PROBLEM STATEMENT: From the passage below about the Conwy Valley line and Roman Bridge, reproduce word for word the part that begins at the words "The Conwy Valley" and stops after the words "Ffestiniog railway station.".

PASSAGE SHOWN:
********

The Conwy Valley railway line passes through the community, which contains three railway stations: Pont-y-Pant, Dolwyddelan, and Roman Bridge. All three stations are request stops. After Roman Bridge the line enters the Ffestiniog Tunnel, which is 4 km long and passes beneath Moel Dyrnogydd before re-emerging shortly before Blaenau Ffestiniog railway station.

Roman Bridge railway station is named after the nearby bridge, known as Pont Sarn-Ddu in Welsh, which is the original crossing point of the Afon Lledr on the Roman road from Blaenau to Dolwyddelan. It is possible that the bridge contains some medieval or earlier fabric, and the current stone roadway probably replaces a timber original. The main road through the valley is now the A470, which enters the community from the east and passes through Dolwyddelan before turning south and climbing over the Crimea Pass (Bwlch y Gorddinan) to Blaenau Ffestiniog.

********

PROVIDED DATA:
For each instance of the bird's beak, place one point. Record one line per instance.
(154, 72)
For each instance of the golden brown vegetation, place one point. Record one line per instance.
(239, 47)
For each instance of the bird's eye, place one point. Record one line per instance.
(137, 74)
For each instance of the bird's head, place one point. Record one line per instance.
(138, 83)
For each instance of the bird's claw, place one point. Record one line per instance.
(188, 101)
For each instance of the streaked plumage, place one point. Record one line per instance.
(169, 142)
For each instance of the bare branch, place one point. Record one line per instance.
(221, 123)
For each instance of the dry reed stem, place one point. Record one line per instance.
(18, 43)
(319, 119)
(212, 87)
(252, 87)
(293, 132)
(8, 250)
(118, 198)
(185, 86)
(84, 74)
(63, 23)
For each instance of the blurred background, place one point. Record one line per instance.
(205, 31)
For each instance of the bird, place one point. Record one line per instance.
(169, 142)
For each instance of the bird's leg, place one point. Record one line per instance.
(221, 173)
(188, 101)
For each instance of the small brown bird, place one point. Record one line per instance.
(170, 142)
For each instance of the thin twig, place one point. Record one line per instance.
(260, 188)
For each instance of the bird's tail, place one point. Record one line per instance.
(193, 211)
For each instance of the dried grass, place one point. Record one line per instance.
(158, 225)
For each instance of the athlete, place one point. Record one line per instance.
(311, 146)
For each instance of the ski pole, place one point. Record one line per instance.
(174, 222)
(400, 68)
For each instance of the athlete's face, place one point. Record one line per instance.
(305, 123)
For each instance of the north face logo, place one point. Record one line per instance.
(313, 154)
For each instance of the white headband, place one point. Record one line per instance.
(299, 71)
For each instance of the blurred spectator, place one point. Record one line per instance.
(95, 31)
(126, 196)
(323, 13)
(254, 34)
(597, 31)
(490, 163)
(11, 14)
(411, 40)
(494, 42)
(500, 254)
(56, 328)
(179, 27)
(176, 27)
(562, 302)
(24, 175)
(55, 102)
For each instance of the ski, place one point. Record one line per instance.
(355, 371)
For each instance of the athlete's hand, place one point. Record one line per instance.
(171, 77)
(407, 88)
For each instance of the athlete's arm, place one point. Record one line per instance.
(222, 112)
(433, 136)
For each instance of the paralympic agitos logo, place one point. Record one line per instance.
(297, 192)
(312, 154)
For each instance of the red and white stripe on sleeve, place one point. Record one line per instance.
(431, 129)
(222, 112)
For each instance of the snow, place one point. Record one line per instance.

********

SOLUTION TO THE EXERCISE:
The Conwy Valley railway line passes through the community, which contains three railway stations: Pont-y-Pant, Dolwyddelan, and Roman Bridge. All three stations are request stops. After Roman Bridge the line enters the Ffestiniog Tunnel, which is 4 km long and passes beneath Moel Dyrnogydd before re-emerging shortly before Blaenau Ffestiniog railway station.